**WORK REQUIRED:** Without including any picture, return the complete set of records exactly.

Referring expression pointing data:
++++++++++
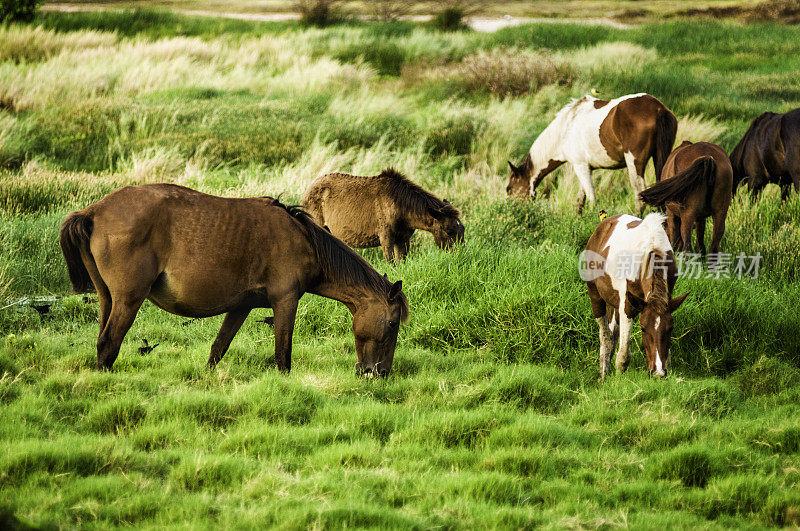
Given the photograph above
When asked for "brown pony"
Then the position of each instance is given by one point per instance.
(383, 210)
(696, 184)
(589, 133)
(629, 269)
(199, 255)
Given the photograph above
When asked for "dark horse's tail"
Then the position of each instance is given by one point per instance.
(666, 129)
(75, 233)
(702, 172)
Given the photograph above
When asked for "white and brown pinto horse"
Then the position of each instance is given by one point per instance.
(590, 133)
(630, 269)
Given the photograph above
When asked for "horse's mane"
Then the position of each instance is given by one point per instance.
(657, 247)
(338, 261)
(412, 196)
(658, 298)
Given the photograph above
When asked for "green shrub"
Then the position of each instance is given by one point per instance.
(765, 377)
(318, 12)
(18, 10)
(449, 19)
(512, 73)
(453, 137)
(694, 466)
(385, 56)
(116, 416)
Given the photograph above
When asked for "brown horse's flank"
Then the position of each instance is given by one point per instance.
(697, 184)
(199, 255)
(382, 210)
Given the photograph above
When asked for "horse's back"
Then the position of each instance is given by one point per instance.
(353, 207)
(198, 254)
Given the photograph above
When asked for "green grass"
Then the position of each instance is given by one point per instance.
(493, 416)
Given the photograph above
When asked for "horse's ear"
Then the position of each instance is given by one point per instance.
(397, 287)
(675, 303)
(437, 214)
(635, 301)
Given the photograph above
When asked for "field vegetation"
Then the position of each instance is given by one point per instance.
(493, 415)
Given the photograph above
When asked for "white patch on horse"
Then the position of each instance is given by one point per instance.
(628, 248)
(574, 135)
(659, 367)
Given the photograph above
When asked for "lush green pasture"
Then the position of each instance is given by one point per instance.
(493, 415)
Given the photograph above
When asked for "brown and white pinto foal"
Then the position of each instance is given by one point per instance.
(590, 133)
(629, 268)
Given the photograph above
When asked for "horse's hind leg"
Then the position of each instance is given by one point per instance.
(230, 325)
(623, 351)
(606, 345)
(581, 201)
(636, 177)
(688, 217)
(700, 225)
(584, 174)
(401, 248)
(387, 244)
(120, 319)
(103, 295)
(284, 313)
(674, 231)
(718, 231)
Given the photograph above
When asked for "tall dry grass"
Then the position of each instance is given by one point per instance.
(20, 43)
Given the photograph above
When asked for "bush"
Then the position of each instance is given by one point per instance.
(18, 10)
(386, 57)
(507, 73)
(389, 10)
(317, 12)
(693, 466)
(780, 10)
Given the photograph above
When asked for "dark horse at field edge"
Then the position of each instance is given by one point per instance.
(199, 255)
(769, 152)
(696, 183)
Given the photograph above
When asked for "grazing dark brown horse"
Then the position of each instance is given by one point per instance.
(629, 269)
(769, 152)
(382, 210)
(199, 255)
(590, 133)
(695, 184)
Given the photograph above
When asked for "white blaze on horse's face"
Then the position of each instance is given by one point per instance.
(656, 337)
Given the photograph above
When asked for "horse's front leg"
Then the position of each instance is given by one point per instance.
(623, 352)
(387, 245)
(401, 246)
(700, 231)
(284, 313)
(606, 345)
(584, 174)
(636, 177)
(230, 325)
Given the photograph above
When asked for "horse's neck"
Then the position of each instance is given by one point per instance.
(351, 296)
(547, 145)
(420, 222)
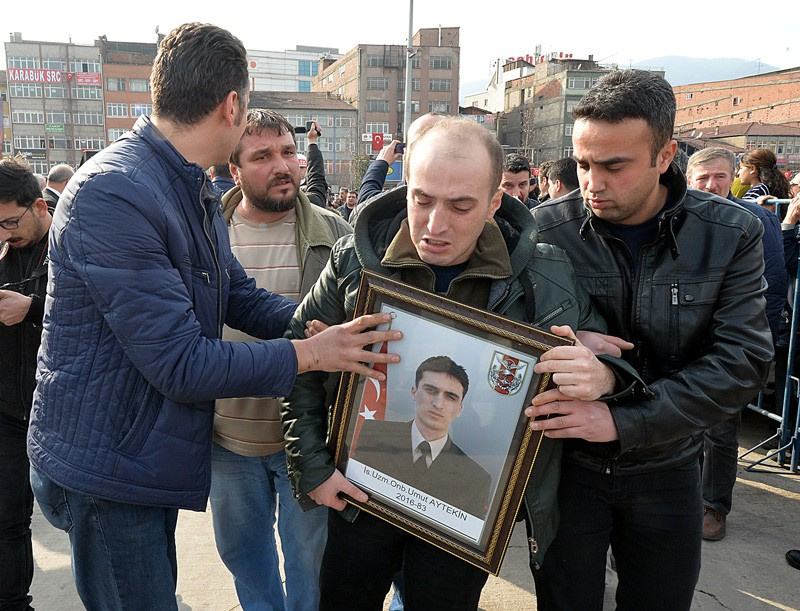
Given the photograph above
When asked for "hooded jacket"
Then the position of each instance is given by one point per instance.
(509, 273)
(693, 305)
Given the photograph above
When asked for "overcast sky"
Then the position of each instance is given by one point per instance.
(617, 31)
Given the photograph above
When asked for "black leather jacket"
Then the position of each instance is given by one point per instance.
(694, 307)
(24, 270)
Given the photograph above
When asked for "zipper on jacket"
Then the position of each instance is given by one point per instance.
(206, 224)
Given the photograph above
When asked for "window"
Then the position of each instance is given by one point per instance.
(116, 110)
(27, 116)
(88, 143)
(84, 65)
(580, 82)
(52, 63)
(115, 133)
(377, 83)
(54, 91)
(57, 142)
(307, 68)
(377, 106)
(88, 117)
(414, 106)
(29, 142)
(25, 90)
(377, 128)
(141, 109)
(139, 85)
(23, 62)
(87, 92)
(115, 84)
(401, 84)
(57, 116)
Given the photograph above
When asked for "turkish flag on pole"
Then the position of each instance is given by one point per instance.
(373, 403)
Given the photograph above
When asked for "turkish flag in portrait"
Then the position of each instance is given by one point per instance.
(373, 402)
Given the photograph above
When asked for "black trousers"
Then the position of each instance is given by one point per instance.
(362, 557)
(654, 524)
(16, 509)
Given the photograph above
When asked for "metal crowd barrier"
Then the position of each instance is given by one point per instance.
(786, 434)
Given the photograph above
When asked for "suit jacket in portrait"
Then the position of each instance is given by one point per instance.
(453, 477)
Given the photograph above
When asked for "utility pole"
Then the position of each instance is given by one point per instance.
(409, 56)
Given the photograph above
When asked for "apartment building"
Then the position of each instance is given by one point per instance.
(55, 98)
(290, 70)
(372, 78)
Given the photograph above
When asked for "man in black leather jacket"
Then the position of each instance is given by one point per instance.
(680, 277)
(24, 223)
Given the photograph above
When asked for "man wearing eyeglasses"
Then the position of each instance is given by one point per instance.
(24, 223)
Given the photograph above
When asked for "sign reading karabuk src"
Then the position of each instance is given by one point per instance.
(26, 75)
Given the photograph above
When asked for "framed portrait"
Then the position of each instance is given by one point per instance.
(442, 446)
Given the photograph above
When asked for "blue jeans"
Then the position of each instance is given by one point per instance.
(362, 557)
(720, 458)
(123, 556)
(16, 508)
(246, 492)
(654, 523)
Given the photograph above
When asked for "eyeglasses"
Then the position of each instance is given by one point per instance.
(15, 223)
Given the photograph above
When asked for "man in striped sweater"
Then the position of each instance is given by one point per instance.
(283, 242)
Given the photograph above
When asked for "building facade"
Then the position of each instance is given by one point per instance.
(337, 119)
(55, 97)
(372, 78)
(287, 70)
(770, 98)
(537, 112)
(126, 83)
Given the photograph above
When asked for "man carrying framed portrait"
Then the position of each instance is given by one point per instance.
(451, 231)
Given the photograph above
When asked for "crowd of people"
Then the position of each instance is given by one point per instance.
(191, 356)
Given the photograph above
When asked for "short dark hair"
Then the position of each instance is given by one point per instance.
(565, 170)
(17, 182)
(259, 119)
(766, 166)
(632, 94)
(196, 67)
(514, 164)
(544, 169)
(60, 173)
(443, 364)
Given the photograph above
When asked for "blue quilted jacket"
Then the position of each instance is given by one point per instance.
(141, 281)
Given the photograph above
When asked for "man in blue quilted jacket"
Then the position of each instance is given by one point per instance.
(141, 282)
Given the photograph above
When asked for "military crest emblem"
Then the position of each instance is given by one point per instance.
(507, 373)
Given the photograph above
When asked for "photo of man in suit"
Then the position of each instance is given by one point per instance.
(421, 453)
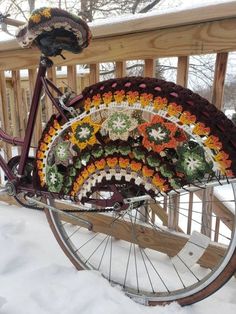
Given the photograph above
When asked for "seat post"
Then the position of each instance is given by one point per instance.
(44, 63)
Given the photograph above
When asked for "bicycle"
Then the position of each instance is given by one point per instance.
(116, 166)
++++++++++
**SOLUTION TO THE PROBLEM:**
Given the photograph above
When asked for "brown pony"
Then the position of each instance is given by one point per instance.
(383, 210)
(696, 184)
(589, 133)
(629, 269)
(199, 255)
Given the photograph above
When asked for "dark horse's tail"
Then the position of each instance is given by one point per instance.
(666, 129)
(75, 233)
(702, 172)
Given the photograph above
When asked for "white and brown pinto horse"
Then the position of each instance is given by one point per instance.
(590, 133)
(630, 269)
Given the photograph above
When asked for "horse's mane"
Then the position of each instance is given by one point per instance.
(657, 247)
(338, 261)
(412, 196)
(658, 298)
Given the photograph above
When asked for "green shrub"
Then the position of each instance is given by one point per instance.
(765, 377)
(318, 12)
(18, 10)
(449, 19)
(512, 73)
(453, 137)
(694, 466)
(385, 56)
(116, 416)
Given the photograph above
When asked for "brown horse's flank"
Then the position of each instance is given by one point per instance.
(697, 184)
(199, 255)
(382, 210)
Given the photograph above
When asked for "horse's back"
Then the position of each instance is given by one point per instance.
(353, 207)
(198, 254)
Given the photograph above
When asked for "green grass"
Then the position of each instance is given by one point per instance.
(493, 416)
Given the photograph above
When asked for "horse's ear"
Then the position of each instance is given by one point per instance.
(397, 287)
(675, 303)
(437, 214)
(635, 301)
Given the photograph above
When asked for "field vegetation"
Then the position of each instance is given by one point per instance.
(493, 415)
Given the photograph above
When asked for "white patch on horse"
Then the position of each instance is given by one point per instance.
(628, 248)
(574, 135)
(659, 367)
Given the photograph above
When asked for "lush green pasture"
Then the position of each instance is given by one point per instance.
(493, 415)
Given the photograph above
When asked for "brown and white pinto foal"
Then the position of each instance is given by one point per instance.
(590, 133)
(629, 268)
Given the photograph above
When asked for "horse's hind leg"
Then the position of each instance is given by one point per instance.
(230, 325)
(623, 351)
(606, 345)
(581, 201)
(636, 177)
(688, 217)
(700, 225)
(584, 174)
(401, 248)
(387, 244)
(120, 319)
(103, 295)
(284, 313)
(674, 231)
(718, 231)
Given the photograph above
When asked for "tall dry grass"
Then the position of each instance is given by one point per instance.
(20, 43)
Given the photograph above
When asked for "bush"
Then the position of each instance is given by one point per instance.
(18, 10)
(386, 57)
(507, 73)
(389, 10)
(317, 12)
(693, 466)
(780, 10)
Given the photograph above
When asked for "dark horse at field edge"
Then the position of each instance is given by one point per instance.
(199, 255)
(769, 152)
(696, 183)
Given the photograph above
When asked for "grazing dark brown horse"
Then the position of each instance is given by one point per instance.
(629, 269)
(769, 152)
(382, 210)
(199, 255)
(590, 133)
(695, 184)
Given the photograph above
When asked for "white blaze on horse's face"
Then the position of each instance is given by one point per instance.
(656, 337)
Given the photograph above
When asked for "horse's front leg"
Then the position of each instance is given by one point per instance.
(623, 352)
(387, 245)
(401, 246)
(700, 231)
(284, 313)
(606, 345)
(584, 174)
(636, 177)
(230, 325)
Given the photograph above
When asked for "horse's neck"
Then the position of each instance is given by one point per instance.
(351, 296)
(547, 145)
(420, 222)
Given the photograph above
When asked for "hooded jacket"
Then the position of each instance is given by one point per instance.
(509, 273)
(693, 305)
Given the photograph above
When asked for "overcast sky"
Then the position of each instance is given by one point per instance.
(617, 31)
Given the photograph above
When asked for "black leather jacket"
Then the position of each instance is given by one point per instance.
(694, 307)
(24, 270)
Given the photograph above
When asked for "zipper on jacket"
Then the position of each instance is given by one point per instance.
(206, 224)
Given the photograph above
When asked for "window"
Then the position of each instance is given by one point per instance.
(116, 110)
(27, 116)
(88, 143)
(84, 65)
(580, 82)
(52, 63)
(115, 133)
(377, 83)
(54, 91)
(57, 142)
(307, 68)
(377, 106)
(88, 117)
(414, 106)
(29, 142)
(25, 90)
(377, 128)
(141, 109)
(139, 85)
(23, 62)
(87, 92)
(115, 84)
(401, 84)
(57, 116)
Given the photograph above
When asked for "turkish flag on pole"
Then the position of each instance is given by one point per instance.
(373, 403)
Given the photograph above
When asked for "turkish flag in portrait"
Then the position of each instance is given by one point per instance.
(373, 402)
Given the photograph above
When asked for "black trousers"
Then the position of each instance is given by one point per instance.
(362, 557)
(654, 524)
(16, 509)
Given the photograph above
When asked for "metal crowd barrier"
Then the position of each instance is given by one point per instance.
(786, 434)
Given the photograph above
When asked for "suit jacket in portrait"
Then the position of each instance is given by one point per instance.
(453, 477)
Given the photograph above
When asked for "utility pole"
Then the position of each instance is given by one point per instance.
(409, 56)
Given the photograph above
When asked for "apartment building"
Then the position of each instance is given by one point per instance.
(55, 98)
(290, 70)
(372, 78)
Given the photograph above
When asked for "man in black leather jacket"
Then the position of each instance is given by one point per instance.
(680, 277)
(24, 223)
Given the photograph above
When asked for "man wearing eyeglasses"
Then the position of each instance is given by one point per instance.
(24, 223)
Given the photograph above
When asked for "sign reading karabuk src"
Then the position of each instance is given by one point per instance.
(26, 75)
Given the photograph above
When asked for "framed portrait"
Then the position of each instance is given by one point per instance.
(442, 446)
Given the photograph above
When asked for "blue jeans"
Then the position of each instance is given by one point per instance.
(362, 557)
(720, 458)
(123, 556)
(16, 508)
(246, 492)
(654, 523)
Given the photograph above
When asked for "eyeglasses"
Then the position of each instance is given by one point per instance.
(15, 223)
Given the photograph above
When asked for "man in striped sweater"
Then the position of each instance is given by one point per instance.
(283, 242)
Given the photograph above
When asked for "building facade"
Then the position of each instance is given by one point per instance.
(337, 119)
(55, 97)
(372, 78)
(287, 70)
(770, 98)
(537, 112)
(126, 83)
Given the photograph above
When asked for "man carrying framed portrait"
Then the position of each instance is given by one point per instance.
(451, 231)
Given the photograph above
When asked for "crowd of people"
Then the position of each instance is given by one point per instance.
(191, 356)
Given the photograph above
When asked for "short dark hair"
Then the position of each instance is given by one point per instance.
(565, 170)
(17, 182)
(259, 119)
(766, 166)
(632, 94)
(196, 67)
(514, 164)
(544, 169)
(60, 173)
(443, 364)
Given the photograph above
When asked for "blue quilted jacket"
Then the position of each instance is given by one point per instance.
(141, 281)
Given the photograph above
When asked for "man in blue quilted jacket"
Then the position of each instance is given by one point per instance.
(141, 282)
Given the photograph above
When asked for "military crest emblem"
Then the position of each instance is given by one point per instance.
(507, 373)
Given the photograph above
When asked for "photo of man in suit"
Then the position of each instance is given by one point per instance.
(421, 453)
Given the photograph above
When asked for "seat post"
Then the position of each instance is given by one point per instance.
(44, 63)
Given the photograph above
When asked for "bicycle"
Then the position of each instance is given by one point per instance.
(116, 166)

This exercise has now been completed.